=== SUPPLIED MATERIAL ===
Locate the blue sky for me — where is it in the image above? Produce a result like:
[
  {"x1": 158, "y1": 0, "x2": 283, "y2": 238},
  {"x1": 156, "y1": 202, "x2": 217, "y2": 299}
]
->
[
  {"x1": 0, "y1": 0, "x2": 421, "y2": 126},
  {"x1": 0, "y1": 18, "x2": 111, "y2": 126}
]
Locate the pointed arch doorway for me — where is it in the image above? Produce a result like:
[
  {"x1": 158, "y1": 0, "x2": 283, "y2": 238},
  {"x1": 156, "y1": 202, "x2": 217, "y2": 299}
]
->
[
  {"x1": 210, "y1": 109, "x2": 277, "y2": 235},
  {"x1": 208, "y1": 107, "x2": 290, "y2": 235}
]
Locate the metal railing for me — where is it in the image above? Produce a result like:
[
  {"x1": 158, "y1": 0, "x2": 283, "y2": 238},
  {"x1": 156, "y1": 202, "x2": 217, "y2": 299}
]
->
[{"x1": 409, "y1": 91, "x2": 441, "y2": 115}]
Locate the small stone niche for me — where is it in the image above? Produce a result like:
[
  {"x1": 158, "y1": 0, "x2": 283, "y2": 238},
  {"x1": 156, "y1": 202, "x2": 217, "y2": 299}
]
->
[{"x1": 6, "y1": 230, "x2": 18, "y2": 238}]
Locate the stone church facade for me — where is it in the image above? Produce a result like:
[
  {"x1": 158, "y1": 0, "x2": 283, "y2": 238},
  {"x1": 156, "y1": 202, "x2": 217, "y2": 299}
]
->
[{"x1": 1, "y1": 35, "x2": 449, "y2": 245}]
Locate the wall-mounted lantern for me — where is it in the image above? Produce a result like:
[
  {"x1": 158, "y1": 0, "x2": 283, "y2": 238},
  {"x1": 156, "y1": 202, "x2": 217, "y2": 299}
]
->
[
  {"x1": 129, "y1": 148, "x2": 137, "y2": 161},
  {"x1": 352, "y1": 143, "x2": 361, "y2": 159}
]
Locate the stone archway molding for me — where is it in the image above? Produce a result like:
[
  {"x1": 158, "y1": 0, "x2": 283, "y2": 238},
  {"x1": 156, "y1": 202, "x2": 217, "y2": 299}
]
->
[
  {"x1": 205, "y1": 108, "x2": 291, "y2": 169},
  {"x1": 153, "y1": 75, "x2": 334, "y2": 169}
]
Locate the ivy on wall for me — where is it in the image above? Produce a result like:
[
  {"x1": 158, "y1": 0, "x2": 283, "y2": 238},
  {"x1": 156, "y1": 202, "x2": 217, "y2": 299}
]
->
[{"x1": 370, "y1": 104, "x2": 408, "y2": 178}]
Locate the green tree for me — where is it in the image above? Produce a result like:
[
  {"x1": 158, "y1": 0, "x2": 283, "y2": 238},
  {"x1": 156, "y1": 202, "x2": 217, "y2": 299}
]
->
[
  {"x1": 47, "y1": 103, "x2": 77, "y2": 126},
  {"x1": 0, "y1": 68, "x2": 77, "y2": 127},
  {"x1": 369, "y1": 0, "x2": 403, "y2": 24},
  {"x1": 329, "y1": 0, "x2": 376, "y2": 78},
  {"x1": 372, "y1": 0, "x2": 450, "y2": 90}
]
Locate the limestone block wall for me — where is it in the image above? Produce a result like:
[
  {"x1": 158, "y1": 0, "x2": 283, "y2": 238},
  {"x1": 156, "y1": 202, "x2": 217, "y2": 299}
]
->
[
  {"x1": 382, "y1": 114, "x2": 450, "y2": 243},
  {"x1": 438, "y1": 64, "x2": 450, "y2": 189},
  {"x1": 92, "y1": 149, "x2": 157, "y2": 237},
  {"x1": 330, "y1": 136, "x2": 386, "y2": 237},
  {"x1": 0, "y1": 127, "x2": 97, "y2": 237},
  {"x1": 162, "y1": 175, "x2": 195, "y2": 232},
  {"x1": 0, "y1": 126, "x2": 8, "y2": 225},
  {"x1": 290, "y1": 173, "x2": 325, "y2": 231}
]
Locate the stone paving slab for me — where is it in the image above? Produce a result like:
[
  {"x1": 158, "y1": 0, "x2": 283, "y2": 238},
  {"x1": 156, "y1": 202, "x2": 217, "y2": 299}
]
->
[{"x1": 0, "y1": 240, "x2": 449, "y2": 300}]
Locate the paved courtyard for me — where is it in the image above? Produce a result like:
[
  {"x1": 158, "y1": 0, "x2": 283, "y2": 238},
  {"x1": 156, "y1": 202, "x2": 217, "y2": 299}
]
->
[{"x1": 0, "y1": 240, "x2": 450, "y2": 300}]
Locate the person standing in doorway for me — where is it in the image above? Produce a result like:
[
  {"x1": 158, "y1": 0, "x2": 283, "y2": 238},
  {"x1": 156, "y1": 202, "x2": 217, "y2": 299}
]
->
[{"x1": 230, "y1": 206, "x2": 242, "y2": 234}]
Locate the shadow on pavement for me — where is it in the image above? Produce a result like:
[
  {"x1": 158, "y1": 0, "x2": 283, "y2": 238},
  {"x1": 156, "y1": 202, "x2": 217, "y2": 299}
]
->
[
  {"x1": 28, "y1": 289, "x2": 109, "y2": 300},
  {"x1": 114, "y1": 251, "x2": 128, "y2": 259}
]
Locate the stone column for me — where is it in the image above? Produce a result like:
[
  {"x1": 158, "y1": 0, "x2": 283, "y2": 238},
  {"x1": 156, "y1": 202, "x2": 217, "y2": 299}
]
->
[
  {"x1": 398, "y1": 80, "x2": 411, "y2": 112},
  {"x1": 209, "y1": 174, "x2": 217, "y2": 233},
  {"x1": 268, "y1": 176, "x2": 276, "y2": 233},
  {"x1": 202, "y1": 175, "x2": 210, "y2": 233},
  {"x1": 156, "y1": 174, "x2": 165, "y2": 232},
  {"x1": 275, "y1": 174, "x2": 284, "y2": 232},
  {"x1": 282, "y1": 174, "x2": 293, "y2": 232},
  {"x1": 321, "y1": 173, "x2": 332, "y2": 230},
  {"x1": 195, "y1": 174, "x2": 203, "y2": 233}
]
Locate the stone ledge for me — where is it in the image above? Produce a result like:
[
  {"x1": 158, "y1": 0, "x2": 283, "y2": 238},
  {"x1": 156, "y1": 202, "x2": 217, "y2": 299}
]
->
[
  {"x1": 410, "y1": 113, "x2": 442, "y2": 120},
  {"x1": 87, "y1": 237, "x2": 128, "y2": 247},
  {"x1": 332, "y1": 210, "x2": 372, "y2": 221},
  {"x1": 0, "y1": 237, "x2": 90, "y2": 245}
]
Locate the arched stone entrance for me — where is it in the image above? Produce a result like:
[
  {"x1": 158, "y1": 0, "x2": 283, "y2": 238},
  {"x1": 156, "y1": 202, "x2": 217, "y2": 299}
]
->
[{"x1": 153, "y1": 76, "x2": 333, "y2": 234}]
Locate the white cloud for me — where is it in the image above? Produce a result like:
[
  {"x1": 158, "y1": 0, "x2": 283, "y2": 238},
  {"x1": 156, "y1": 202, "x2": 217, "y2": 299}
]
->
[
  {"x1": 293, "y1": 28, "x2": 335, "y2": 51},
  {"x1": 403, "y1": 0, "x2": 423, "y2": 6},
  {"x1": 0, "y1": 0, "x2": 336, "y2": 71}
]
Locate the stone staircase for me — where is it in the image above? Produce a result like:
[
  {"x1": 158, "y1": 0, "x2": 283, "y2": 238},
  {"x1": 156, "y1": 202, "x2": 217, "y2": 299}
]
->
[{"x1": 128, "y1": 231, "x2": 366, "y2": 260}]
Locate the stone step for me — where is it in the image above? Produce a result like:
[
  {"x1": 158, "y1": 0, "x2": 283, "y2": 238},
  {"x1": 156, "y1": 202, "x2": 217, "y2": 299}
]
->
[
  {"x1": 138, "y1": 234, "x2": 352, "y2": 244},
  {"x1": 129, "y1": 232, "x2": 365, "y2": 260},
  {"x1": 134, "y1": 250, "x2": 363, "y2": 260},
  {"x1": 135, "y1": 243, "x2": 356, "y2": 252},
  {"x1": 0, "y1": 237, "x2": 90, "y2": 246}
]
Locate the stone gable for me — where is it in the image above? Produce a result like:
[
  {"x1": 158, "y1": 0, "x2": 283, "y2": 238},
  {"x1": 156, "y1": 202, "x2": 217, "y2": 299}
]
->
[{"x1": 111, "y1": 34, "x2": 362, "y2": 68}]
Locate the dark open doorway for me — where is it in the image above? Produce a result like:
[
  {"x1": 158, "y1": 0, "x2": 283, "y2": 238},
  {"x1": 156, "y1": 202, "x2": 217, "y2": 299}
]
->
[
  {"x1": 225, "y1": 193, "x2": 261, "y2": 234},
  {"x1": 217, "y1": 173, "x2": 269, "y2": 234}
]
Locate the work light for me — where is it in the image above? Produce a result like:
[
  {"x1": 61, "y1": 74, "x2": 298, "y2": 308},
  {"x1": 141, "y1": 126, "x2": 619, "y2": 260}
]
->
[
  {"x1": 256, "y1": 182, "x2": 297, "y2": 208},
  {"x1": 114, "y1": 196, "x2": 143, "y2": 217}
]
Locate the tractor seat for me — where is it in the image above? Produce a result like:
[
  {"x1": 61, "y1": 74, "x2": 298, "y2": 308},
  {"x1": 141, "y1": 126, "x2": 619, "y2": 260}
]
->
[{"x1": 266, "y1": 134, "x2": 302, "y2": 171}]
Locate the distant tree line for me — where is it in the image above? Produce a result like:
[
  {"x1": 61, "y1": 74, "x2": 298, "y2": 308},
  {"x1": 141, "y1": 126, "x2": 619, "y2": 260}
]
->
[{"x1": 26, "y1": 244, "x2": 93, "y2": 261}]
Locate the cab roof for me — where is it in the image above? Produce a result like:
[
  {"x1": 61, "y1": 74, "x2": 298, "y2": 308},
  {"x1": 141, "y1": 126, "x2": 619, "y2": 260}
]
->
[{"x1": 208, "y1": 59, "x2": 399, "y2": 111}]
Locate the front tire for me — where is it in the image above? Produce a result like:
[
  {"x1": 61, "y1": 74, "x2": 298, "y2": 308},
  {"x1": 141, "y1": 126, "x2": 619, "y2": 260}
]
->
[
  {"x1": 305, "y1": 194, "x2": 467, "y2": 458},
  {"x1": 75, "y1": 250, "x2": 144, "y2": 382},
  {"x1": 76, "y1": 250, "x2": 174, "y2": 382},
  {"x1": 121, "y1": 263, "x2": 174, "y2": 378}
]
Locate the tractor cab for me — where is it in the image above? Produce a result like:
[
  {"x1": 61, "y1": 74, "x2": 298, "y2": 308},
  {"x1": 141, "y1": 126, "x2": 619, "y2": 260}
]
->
===
# ABOUT THIS TASK
Scan the material above for lines holding "doorway" and copy each of them.

# ANSWER TO THE EXERCISE
Locate the pointed arch doorway for me — where is it in the image above? Produce a result like:
Locate the person standing in doorway for me — where is it in the image above? Produce a result like:
Locate the dark open doorway for me — where is it in the image above? Produce a result like:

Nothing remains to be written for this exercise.